╭─ SUPPLIED MATERIAL

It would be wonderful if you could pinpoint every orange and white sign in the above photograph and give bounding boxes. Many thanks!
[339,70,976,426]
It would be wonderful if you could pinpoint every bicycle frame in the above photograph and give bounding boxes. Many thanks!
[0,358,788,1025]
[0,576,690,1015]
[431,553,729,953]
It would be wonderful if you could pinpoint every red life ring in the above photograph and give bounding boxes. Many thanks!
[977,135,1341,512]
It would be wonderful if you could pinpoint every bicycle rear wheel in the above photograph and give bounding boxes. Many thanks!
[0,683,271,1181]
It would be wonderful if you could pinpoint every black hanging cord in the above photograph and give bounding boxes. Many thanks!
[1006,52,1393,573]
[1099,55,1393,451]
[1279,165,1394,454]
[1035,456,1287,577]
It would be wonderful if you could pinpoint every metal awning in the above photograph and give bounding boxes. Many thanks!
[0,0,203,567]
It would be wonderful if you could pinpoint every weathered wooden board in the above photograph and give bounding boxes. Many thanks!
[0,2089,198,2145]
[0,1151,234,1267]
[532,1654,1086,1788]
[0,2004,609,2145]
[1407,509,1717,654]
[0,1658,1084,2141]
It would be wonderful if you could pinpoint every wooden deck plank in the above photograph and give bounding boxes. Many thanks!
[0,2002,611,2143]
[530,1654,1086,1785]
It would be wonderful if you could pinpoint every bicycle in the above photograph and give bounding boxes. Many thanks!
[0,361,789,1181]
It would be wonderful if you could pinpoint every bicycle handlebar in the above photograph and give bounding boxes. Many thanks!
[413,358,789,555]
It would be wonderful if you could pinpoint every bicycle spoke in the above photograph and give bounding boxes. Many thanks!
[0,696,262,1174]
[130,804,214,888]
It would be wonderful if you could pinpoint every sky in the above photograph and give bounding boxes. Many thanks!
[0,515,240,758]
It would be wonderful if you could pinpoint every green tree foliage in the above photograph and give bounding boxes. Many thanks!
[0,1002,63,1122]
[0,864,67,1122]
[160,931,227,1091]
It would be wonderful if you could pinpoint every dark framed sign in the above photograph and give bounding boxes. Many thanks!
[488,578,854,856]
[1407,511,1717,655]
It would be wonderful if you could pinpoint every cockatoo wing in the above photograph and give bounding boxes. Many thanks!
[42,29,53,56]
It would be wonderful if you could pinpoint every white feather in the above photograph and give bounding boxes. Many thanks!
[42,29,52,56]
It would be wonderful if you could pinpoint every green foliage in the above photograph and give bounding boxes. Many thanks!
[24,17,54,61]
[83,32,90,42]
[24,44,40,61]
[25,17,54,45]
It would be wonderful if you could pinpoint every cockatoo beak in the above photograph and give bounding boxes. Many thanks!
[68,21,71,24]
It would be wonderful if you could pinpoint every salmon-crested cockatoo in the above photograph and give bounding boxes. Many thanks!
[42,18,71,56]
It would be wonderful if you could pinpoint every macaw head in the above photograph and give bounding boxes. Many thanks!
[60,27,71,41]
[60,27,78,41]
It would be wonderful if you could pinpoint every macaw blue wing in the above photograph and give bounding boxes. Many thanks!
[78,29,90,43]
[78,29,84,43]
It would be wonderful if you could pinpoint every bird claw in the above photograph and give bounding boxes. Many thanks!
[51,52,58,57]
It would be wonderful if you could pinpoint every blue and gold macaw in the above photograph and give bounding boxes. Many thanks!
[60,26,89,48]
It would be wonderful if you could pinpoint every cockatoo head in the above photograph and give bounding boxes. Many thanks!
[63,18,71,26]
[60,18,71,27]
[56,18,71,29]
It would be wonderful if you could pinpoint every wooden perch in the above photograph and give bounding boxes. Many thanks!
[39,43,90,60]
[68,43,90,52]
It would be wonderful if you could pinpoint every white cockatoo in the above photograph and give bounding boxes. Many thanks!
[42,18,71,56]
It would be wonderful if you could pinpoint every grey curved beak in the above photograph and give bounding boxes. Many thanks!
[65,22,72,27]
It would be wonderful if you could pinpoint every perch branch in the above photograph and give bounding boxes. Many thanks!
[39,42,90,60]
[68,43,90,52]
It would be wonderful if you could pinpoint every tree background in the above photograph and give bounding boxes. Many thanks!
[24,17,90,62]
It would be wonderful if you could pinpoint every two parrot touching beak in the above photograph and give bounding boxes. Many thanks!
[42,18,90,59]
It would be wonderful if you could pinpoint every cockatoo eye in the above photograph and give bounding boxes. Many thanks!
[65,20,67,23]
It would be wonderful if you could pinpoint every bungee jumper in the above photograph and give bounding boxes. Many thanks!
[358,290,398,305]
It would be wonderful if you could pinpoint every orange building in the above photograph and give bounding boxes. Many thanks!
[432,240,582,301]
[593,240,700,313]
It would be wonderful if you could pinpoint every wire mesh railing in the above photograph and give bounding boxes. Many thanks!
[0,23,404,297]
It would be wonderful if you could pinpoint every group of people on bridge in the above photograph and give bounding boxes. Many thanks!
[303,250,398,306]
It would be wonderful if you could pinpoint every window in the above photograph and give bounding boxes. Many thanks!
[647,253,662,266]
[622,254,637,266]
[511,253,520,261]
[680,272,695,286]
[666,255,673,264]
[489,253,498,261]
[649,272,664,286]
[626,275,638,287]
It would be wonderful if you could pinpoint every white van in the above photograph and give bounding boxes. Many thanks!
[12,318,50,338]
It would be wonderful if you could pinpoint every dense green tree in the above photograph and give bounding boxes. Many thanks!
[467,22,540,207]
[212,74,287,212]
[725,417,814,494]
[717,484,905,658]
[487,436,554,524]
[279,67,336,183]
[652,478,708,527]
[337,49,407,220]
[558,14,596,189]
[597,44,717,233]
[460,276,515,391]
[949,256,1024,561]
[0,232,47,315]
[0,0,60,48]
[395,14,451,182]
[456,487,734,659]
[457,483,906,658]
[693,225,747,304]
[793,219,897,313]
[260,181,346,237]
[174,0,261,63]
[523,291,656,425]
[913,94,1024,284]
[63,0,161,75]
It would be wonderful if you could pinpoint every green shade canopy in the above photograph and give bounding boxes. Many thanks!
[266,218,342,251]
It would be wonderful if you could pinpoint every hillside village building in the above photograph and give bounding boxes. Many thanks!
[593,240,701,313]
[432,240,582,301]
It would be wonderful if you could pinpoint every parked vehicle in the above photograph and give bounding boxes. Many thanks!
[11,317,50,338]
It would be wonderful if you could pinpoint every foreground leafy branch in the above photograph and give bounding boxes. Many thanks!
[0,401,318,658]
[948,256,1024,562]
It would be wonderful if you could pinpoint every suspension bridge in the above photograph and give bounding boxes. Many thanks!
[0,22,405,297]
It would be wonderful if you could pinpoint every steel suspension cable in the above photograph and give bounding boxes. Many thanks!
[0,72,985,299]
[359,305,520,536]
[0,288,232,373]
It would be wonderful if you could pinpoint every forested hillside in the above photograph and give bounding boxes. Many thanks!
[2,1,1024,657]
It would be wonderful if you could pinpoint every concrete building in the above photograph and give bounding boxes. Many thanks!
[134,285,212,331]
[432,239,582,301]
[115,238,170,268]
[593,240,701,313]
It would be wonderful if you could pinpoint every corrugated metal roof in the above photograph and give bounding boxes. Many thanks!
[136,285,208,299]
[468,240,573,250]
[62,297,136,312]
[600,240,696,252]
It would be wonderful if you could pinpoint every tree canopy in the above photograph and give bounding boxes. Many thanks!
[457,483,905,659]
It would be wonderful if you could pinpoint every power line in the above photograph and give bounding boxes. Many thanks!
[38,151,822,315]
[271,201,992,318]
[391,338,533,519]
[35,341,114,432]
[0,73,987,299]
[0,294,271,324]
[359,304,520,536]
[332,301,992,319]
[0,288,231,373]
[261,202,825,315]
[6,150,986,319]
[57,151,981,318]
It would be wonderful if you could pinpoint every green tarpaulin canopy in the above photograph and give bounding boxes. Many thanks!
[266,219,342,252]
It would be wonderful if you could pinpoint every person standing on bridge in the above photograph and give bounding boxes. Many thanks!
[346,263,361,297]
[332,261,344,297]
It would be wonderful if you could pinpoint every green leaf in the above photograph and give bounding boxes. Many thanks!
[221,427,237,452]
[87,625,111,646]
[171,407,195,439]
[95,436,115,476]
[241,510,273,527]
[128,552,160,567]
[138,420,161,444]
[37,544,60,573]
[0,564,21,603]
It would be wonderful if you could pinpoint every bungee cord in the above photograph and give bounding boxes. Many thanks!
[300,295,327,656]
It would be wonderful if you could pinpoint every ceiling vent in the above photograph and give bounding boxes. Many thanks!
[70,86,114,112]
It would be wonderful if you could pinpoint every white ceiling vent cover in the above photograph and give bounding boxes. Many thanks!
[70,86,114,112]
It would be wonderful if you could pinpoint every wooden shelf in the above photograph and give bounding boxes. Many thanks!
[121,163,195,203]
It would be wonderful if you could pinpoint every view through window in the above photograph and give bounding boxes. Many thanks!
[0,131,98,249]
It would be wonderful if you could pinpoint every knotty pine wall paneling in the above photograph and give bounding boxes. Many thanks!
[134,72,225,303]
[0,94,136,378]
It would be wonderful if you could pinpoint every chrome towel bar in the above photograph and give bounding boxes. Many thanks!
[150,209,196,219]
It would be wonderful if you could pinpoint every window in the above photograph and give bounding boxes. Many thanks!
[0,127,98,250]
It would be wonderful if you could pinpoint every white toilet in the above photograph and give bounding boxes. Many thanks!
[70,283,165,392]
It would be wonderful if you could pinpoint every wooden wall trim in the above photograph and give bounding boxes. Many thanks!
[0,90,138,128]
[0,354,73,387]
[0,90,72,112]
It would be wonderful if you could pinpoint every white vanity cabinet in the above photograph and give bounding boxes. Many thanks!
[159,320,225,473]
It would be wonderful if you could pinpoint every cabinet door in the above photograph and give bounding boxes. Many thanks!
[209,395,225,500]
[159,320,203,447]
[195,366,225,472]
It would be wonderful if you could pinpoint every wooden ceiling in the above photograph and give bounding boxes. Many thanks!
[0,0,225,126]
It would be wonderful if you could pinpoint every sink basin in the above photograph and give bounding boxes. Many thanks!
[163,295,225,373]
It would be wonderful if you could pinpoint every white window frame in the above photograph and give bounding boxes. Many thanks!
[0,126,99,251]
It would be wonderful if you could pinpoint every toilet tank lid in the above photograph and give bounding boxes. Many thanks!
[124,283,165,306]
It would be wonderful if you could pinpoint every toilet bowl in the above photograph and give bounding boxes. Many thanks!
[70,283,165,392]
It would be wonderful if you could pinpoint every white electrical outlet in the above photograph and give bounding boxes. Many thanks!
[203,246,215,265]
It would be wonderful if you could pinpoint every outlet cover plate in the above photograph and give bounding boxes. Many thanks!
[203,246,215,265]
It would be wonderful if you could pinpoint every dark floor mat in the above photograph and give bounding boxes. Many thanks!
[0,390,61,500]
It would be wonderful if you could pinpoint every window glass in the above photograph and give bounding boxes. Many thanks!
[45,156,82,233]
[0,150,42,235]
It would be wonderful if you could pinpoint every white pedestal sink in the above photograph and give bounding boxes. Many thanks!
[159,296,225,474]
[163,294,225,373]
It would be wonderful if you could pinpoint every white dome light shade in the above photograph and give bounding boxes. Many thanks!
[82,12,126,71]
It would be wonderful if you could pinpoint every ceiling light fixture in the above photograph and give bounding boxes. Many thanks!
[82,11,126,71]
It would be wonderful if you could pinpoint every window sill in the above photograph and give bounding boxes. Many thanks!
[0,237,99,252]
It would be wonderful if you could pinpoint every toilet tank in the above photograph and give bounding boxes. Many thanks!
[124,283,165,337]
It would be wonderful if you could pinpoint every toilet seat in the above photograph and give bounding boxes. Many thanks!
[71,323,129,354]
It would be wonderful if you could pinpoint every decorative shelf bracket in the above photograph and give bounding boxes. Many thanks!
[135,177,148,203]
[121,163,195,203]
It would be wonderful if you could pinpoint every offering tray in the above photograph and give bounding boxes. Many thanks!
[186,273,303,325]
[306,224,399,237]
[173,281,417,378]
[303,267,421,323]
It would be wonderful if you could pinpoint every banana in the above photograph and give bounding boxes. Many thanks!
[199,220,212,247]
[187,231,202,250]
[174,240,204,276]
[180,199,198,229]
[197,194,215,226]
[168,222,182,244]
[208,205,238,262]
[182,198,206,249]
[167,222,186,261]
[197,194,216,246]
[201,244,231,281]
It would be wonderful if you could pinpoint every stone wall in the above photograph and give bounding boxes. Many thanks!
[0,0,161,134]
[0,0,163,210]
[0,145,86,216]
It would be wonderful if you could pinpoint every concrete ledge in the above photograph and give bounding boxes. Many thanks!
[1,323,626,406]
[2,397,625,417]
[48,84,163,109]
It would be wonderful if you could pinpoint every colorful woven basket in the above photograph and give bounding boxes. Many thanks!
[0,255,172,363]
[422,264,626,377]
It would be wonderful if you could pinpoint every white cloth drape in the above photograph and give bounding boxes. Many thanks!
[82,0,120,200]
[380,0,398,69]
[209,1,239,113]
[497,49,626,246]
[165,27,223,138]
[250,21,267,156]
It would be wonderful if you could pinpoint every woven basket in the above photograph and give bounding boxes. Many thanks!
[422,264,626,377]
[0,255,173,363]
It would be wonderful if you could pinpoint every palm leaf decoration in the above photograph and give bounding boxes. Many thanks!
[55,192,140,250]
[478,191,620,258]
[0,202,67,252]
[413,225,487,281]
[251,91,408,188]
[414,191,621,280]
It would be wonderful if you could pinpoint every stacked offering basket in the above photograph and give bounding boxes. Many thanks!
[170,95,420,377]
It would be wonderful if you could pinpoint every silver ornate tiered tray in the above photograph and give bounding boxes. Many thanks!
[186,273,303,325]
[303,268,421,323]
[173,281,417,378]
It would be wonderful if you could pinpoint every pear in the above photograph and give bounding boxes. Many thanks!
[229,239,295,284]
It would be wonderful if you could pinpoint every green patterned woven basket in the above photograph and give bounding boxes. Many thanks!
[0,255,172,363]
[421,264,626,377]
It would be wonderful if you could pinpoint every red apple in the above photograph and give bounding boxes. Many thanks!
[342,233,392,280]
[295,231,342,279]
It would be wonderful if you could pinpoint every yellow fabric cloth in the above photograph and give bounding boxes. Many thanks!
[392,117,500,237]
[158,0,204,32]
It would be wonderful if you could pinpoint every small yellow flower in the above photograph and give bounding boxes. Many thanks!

╰─

Send back exactly the lines from the line with "It would be wonderful if you could pinpoint every pear" through the end of the records.

**SOLUTION TO THIS PROBLEM**
It would be wonderful if you could pinpoint every pear in the above photograph and give bounding boxes. Many thanks!
[229,239,295,284]
It would be wonderful if you could pinpoint every green patterned woven basket in the above photograph and give bounding boxes. Many thanks!
[0,255,172,363]
[421,264,626,377]
It would be wonderful if you could pinpoint every red apple in the above photograph and give bounding boxes. Many thanks!
[342,233,392,280]
[295,231,342,279]
It would be wonderful if you could pinpoint every yellow fabric cloth in the above photograph and give bounding boxes. Many thanks!
[392,117,500,237]
[158,0,204,32]
It would be wonderful if you could pinpoint every small yellow flower in the above photograph and give bounding boxes. Many thanks!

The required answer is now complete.